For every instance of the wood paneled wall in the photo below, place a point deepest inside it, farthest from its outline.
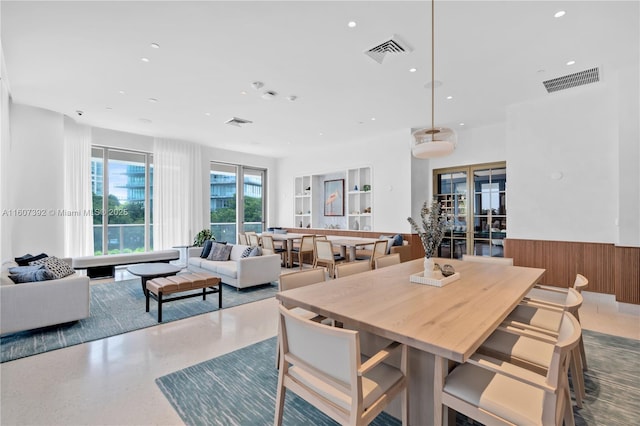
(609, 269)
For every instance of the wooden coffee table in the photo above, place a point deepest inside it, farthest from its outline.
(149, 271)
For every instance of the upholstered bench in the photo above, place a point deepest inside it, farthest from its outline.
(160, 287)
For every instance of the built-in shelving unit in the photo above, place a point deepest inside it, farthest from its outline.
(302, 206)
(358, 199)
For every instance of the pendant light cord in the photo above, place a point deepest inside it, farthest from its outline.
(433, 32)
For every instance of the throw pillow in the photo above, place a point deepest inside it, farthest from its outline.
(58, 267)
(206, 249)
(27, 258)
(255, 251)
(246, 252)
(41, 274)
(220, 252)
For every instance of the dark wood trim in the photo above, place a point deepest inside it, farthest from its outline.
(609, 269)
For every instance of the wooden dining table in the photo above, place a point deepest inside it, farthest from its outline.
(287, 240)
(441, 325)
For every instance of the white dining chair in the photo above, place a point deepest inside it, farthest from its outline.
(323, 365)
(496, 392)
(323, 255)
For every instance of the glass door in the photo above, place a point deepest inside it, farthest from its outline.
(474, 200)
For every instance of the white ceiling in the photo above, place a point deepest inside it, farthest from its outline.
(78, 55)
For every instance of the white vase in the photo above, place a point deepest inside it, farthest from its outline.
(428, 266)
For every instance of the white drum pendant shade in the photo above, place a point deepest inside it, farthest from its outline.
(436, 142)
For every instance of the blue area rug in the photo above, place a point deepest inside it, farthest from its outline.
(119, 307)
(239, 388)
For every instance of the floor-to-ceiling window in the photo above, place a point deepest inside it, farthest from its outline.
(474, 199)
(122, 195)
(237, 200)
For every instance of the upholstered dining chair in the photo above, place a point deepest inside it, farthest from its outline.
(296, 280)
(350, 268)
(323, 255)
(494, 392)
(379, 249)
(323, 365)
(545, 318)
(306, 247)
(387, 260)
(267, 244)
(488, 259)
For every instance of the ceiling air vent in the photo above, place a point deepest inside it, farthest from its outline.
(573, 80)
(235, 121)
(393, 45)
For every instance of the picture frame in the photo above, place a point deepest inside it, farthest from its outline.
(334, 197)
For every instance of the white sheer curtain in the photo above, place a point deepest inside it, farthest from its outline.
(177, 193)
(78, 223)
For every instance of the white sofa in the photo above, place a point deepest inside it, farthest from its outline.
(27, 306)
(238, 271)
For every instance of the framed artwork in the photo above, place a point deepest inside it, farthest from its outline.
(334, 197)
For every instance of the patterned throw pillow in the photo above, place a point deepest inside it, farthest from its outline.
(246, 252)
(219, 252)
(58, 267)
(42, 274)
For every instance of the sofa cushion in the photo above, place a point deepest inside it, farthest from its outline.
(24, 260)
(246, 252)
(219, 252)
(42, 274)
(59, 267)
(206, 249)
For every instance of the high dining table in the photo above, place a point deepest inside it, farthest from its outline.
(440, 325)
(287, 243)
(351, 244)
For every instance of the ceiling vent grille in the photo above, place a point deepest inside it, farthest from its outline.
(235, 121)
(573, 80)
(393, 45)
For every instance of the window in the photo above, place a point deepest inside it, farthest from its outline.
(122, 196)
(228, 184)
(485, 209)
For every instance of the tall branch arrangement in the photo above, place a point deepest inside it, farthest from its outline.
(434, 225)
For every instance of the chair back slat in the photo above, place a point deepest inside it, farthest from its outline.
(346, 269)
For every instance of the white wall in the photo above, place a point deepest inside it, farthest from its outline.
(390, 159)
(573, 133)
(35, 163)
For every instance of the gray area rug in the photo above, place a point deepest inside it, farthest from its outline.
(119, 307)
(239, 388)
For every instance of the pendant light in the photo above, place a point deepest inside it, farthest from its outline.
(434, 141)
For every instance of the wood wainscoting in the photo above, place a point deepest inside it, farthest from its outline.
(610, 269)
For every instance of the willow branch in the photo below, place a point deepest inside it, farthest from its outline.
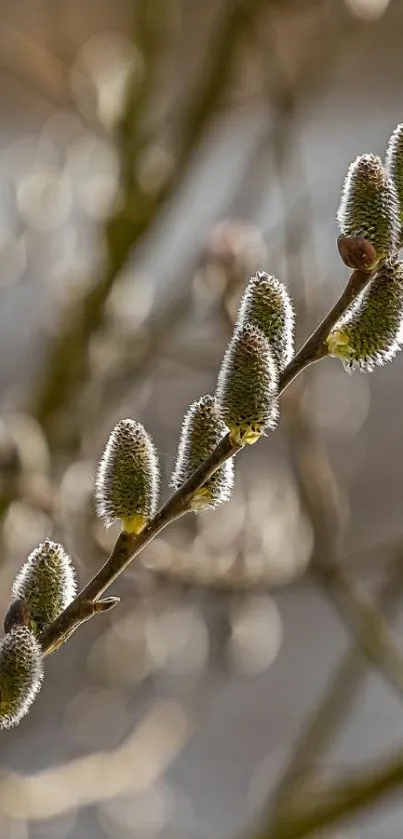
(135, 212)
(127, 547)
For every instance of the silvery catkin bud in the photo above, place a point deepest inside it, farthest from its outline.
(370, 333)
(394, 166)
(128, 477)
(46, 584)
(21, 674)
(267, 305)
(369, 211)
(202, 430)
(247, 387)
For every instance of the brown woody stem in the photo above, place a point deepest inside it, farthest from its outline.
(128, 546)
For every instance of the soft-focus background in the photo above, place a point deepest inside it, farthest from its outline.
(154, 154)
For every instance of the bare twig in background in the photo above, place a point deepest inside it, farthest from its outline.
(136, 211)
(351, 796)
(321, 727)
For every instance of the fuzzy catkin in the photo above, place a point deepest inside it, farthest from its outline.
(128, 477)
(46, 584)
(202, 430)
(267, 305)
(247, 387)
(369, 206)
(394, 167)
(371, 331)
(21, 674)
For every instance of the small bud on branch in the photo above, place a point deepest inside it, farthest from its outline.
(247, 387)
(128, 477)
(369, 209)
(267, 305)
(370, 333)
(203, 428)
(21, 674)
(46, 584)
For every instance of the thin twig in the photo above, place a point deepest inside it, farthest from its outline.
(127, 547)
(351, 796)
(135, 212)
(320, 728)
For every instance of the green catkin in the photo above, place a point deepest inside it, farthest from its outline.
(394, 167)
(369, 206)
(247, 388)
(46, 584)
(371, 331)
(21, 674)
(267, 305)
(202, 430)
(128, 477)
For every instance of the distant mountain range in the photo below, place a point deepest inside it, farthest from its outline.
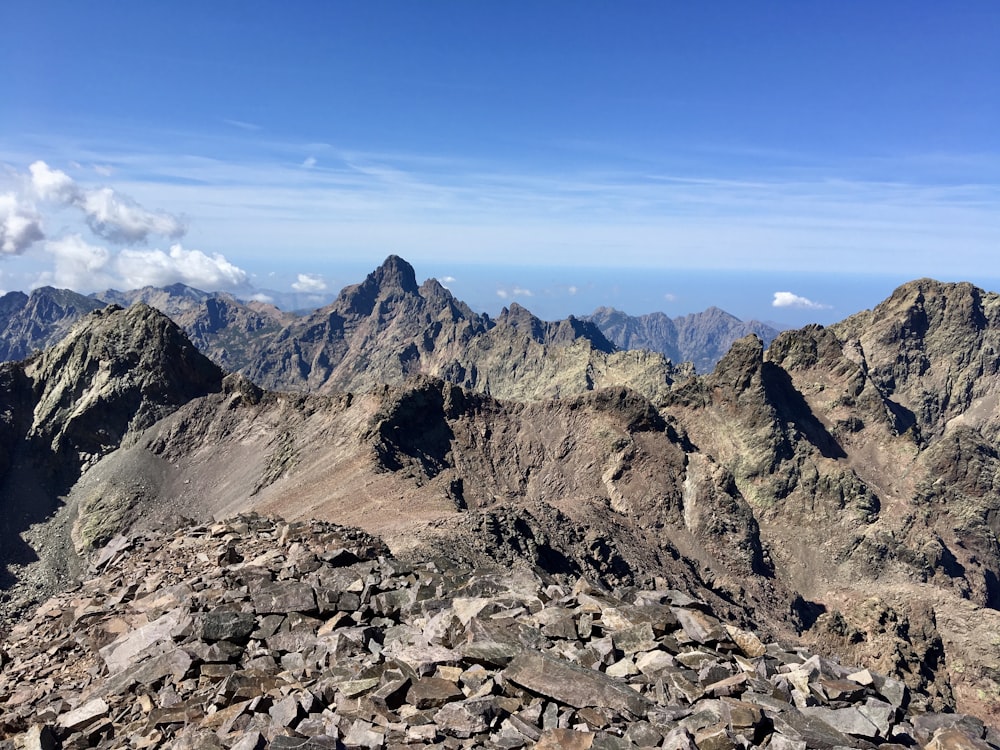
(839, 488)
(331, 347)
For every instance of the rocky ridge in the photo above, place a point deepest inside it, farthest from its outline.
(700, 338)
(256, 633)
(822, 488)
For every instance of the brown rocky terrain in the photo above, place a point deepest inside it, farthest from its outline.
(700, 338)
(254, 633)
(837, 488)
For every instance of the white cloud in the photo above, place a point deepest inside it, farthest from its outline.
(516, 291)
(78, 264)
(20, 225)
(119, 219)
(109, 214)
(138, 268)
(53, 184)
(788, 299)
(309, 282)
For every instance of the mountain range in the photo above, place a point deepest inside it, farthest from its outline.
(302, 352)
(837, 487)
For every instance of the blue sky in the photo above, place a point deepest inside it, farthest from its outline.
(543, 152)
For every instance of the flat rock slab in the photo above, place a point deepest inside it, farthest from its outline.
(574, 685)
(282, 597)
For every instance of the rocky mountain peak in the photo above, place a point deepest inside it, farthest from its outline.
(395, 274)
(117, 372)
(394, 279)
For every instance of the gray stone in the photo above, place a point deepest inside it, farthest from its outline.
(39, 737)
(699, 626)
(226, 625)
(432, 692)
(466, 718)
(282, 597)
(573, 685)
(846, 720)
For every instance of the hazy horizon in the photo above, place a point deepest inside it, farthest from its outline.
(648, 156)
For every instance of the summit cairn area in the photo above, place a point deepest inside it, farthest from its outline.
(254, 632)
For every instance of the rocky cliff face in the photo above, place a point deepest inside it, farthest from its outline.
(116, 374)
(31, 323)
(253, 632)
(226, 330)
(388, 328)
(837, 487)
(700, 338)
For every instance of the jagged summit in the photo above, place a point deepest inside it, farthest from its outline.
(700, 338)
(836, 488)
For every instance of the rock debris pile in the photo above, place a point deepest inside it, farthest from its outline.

+===+

YOUR INSTRUCTIONS :: Give again, word for word, every line from the one holding "For every instance of the white cloud" to the end of the data.

WRITTEN SOLUTION ::
For every instance of the white cloud in the photo above, place a point deepest inside it, farthest from its outline.
(516, 291)
(78, 264)
(20, 225)
(119, 219)
(109, 214)
(138, 268)
(53, 184)
(788, 299)
(309, 282)
For every instance of the mountain range in the photo above, place a point deepest inside it, farthest from its outline.
(302, 352)
(837, 487)
For every instance of the blue sky in the photo above, place a point deepest inside it, farthest from its outline.
(543, 152)
For every instance of the flat rock slab in the photo above, place a point deepest inside it, farthest from its outline.
(574, 685)
(282, 597)
For every instance of the rocky mountain peak in the photo above, place a point deepest inside it, farthest from its outline.
(395, 274)
(117, 372)
(394, 279)
For every instance of the gray stone in the photo above, place a point deepest inside it, farthest from its outline.
(39, 737)
(699, 626)
(226, 625)
(432, 692)
(466, 718)
(282, 597)
(573, 685)
(846, 720)
For every instance of the hazy horizon in the photo above, place a point deepest inside it, farthest from its outline.
(648, 156)
For every instance of the summit cairn area in the photo above, place a point deepest inside it, farthest from its outline.
(254, 632)
For every instance of the rocky cliff face in the photo above, place a point deepest inside it, farthest from its outline.
(116, 374)
(31, 323)
(253, 632)
(226, 330)
(388, 328)
(837, 487)
(700, 338)
For every instance of the jagged summit in the photo above, place a point deepest inside it, farthest from its outline.
(700, 338)
(836, 488)
For every instance of the rock debris pile in the photo above, place a point deepest inside it, farthest from its outline.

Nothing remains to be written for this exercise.